Source data:
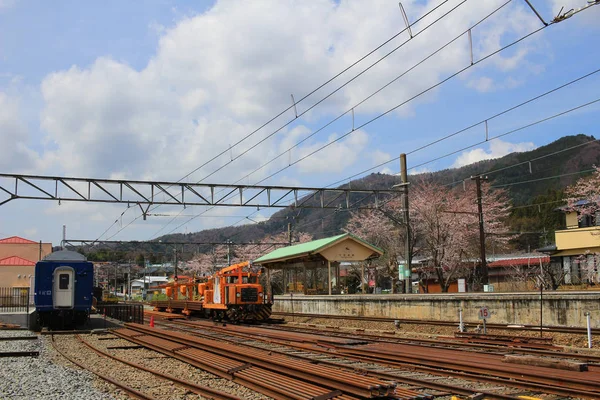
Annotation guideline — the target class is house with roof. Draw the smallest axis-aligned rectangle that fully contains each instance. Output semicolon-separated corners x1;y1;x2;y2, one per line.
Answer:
539;200;600;285
0;236;52;288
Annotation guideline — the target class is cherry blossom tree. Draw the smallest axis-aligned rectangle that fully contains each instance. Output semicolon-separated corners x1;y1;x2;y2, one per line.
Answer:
346;198;418;293
565;166;600;220
346;181;512;292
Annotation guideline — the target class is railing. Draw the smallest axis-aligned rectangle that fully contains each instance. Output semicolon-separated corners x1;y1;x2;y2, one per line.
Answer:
0;287;32;312
98;304;144;324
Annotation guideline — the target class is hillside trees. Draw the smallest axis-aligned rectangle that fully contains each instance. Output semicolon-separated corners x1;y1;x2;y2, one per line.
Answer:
346;197;419;293
347;181;512;292
187;232;312;276
565;166;600;220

What is required:
Can you write out every line of the records above, requests included, scaling each box coordinate in the answers by 2.5 and rounding it to a whole number with halves rounded up? Leave the pictures out.

Output below:
Annotation guideline — the target class is house with roof. Draw the smallest axis-aligned rectangle that fully contains each instance. Output semicolon-separated corners x1;y1;x2;y2, one per line.
Answer:
1348;500;1500;713
0;590;130;720
Annotation guideline — the target class is cherry blossom tree. Draw the smallest axis-aligned rectangle that fully contains each instance. Output semicolon-separated corners x1;y1;x2;y2, one per line.
Answer:
865;495;1045;733
1413;415;1500;550
865;453;1280;730
Annotation guideline — the target class is railing. Draw the smallest axis-aligned rectangle that fully contains each instance. Output semicolon-separated corners x1;y1;x2;y2, one per line.
Answer:
0;718;80;780
245;760;360;810
Annotation guideline — the target class is hillside trees. Draw the smallest axis-aligned rectangle that fully contains each instance. Output semicolon-separated corners x1;y1;x2;y2, one per line.
Answer:
865;493;1048;733
868;453;1280;730
468;580;780;690
1413;415;1500;550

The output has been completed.